== WORK ORDER 1 ==
In the comment thread, rewrite the paragraph beginning "For example, Australia's constitution" as a short bulleted list that keeps its main facts.
== WORK ORDER 2 ==
According to the comment thread, which amendment repealed the 18th Amendment?
== WORK ORDER 3 ==
Proceed with the comment thread from its last sentence.

== SUPPLIED TEXT ==
━━━━
Most glaringly, there is the part in https://github.com/JesseKPhillips/USA-Constitution/commit/7f... in the article talking about the President's powers, saying "The President shall have Power to [...] He shall from time to time [...]" and the diff inserts "No soldier shall, in time of peace be quartered in any house, without the consent of the owner, nor in time of war, but in a manner to be prescribed by law." between these sentences.

This doesn't work at all, not only because this amendment has nothing to do with the President's powers, but especially because the "He" starting the next sentence has nothing more to refer to.

Of course this would be a lot more boring if the amendments were just tucked on at the end, but I'm afraid reality is just boring here.


> Are the amendments really meant to be inserted at unspecified points in the main text?

The US constitution is unusual in leaving the main text unchanged and appending amendments at the end. Most countries don't do that.

For example, Australia's constitution [1] has been amended several times since it was first adopted in 1900. But, it is amended by changing the text of existing sections, inserting new sections or subsections (examples: section 105A, subsection 51(xxiiiA)), and deleting entire sections (example: section 127).

[1] https://www.aph.gov.au/About_Parliament/Senate/Powers_practi...


Most notably the 21st Amendment repealed the 18th, but both texts are still present in the amendments section of the US Constitution.


The Bill of Rights is more additional than modification.

The president is the commander an chief of the military, it seems reasonable he would not be allowed to quarter his troops in peoples homes.

Take a look at this one

https://github.com/JesseKPhillips/USA-Constitution/commit/0c...


Now do all pending legislation in a publicly visible, anonymous, read-only repo.

Branches and commits are done under accounts tied to elected officials (though clearly their staffs mash the keys).

We could have AI doing actual work of monitoring WHAT THE WHAT is going on.

Hence the unlikelihood of this ever happening.

Plus the reality that legislation is mostly a requirements document anymore, with the real work occurring in the Executive in the form of regulation concocted by unelected bureaucrats.
━━━━
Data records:
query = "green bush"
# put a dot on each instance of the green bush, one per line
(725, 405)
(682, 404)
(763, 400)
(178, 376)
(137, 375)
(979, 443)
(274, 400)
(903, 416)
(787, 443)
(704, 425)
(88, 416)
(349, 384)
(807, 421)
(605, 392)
━━━━
== RESPONSE AREA 1 ==
- Australia's constitution was first adopted in 1900 and has been amended several times since.
- Amendments change the text of existing sections.
- Amendments insert new sections or subsections, such as section 105A and subsection 51(xxiiiA).
- Amendments delete entire sections, such as section 127.

== RESPONSE AREA 2 ==
The 21st Amendment repealed the 18th.

== RESPONSE AREA 3 ==
Most of the constitution is missing here. To properly compile the constitution, the dependencies, such as supreme court rulings defining terms, must be included. I don't see those deps modeled in this repo.


Case law interpreting the Constitution is part of constitutional law, but is not part of the Constitution itself.

You can thank the British for that.


You should thank them everyday. Common law is the secret power of a good legal system (Speaking as an American lawyer, of course).

In non-common law systems, extra-judicial experts (e.g., law professors) have too much weight in interpreting laws.

If a legal hair is to be split, a common law court should do it. And, the court's holding should have precedence until a democratic legislature with jurisdiction over the issue says otherwise.


In practice, Common Law jurisdictions and Civil Law Jurisdictions are not so different these days. (Democratic) legislation is an intruder to Common Law. And on the other hand, Civil Law systems give some at least informal weight to precedence.

I don't quibble with your description of the idealized versions.

See also http://www.daviddfriedman.com/Legal%20Systems/LegalSystemsCo... for some alternative systems of law.


Fully Codified Common Law would be the best of both.


What do you mean by that?

Do you mean https://en.wikipedia.org/wik/Codification_(law) or writing law in computer code, or something else?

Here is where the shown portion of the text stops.